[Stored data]

=-=-=

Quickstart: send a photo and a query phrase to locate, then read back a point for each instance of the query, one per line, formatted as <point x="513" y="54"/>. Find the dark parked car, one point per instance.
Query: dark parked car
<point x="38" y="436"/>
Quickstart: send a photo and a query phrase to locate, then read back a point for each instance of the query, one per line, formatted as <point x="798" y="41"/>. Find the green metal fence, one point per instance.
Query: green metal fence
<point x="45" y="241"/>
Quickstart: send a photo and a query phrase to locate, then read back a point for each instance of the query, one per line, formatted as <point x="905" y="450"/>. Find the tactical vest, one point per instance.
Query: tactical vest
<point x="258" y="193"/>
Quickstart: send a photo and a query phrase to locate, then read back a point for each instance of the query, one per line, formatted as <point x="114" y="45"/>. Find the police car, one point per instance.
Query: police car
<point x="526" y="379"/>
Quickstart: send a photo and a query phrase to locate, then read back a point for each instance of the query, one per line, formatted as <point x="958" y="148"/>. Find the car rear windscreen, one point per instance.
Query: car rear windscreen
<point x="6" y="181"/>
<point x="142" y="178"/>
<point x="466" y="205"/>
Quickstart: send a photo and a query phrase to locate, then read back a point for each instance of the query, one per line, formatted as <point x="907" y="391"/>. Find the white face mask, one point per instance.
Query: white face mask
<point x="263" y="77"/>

=-=-=

Using the entries above, output exactly the lines between the line holding "Query: dark parked car" and the line holding "fence, one point per instance.", end lines included, and nothing more.

> Output:
Query: dark parked car
<point x="38" y="436"/>
Quickstart: send a photo and a query phrase to locate, then read back a point for each instance of the query, one per line, formatted as <point x="798" y="41"/>. Find the green metal fence, one point per instance.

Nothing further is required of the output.